→ **What you are asked to do**: Repeat each entry verbatim.

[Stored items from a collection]
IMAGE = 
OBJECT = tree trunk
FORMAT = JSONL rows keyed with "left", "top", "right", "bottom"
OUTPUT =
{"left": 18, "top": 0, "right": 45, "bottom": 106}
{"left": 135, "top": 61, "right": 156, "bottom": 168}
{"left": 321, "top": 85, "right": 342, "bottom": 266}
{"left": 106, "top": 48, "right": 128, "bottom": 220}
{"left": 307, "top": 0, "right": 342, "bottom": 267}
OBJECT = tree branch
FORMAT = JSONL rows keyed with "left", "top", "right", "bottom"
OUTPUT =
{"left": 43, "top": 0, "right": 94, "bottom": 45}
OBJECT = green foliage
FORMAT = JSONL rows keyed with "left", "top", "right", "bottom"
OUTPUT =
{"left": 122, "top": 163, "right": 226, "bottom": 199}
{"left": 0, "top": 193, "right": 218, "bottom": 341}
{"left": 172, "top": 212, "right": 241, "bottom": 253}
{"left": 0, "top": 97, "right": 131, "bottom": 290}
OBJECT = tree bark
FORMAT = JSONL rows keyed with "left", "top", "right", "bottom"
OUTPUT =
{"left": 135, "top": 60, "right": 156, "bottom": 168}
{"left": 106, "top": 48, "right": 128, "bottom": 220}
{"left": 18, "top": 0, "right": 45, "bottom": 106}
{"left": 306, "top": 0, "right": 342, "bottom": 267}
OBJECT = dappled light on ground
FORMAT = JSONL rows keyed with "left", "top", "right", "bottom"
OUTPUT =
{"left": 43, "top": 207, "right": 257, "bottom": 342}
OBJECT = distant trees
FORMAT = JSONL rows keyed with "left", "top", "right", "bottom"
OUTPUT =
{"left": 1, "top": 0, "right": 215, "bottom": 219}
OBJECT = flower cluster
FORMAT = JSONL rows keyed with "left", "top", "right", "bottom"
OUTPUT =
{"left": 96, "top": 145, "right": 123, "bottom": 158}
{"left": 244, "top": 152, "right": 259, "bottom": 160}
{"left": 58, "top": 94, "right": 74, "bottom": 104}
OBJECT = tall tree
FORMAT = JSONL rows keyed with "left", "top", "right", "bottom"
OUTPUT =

→ **Output**:
IMAGE = 
OBJECT = tree trunk
FORMAT = JSONL rows keyed with "left", "top", "right", "bottom"
OUTPUT =
{"left": 18, "top": 0, "right": 45, "bottom": 106}
{"left": 135, "top": 61, "right": 156, "bottom": 168}
{"left": 321, "top": 85, "right": 342, "bottom": 266}
{"left": 106, "top": 48, "right": 128, "bottom": 220}
{"left": 307, "top": 0, "right": 342, "bottom": 267}
OBJECT = tree branch
FORMAT = JSONL rows keyed with "left", "top", "right", "bottom"
OUTPUT =
{"left": 43, "top": 0, "right": 94, "bottom": 45}
OBJECT = green foliage
FORMAT = JSONL rows keyed with "left", "top", "right", "bottom"
OUTPUT =
{"left": 122, "top": 163, "right": 226, "bottom": 199}
{"left": 0, "top": 193, "right": 218, "bottom": 341}
{"left": 172, "top": 212, "right": 241, "bottom": 253}
{"left": 0, "top": 97, "right": 131, "bottom": 290}
OBJECT = tree bark
FORMAT = JSONL rows keyed with "left", "top", "right", "bottom"
OUTPUT =
{"left": 135, "top": 60, "right": 156, "bottom": 168}
{"left": 106, "top": 48, "right": 128, "bottom": 220}
{"left": 18, "top": 0, "right": 45, "bottom": 106}
{"left": 306, "top": 0, "right": 342, "bottom": 267}
OBJECT = dappled light on ground
FORMAT = JSONL rows keyed with "left", "top", "right", "bottom"
OUTPUT =
{"left": 43, "top": 207, "right": 257, "bottom": 342}
OBJECT = distant trees
FORMAT = JSONL rows keyed with "left", "top", "right", "bottom"
OUTPUT =
{"left": 1, "top": 0, "right": 215, "bottom": 219}
OBJECT = flower cluster
FORMAT = JSONL rows keyed with "left", "top", "right", "bottom"
OUTPUT =
{"left": 96, "top": 145, "right": 123, "bottom": 158}
{"left": 244, "top": 152, "right": 259, "bottom": 160}
{"left": 58, "top": 94, "right": 74, "bottom": 104}
OBJECT = tall tree
FORMAT = JSONL rows keyed with "left", "top", "right", "bottom"
OUTPUT =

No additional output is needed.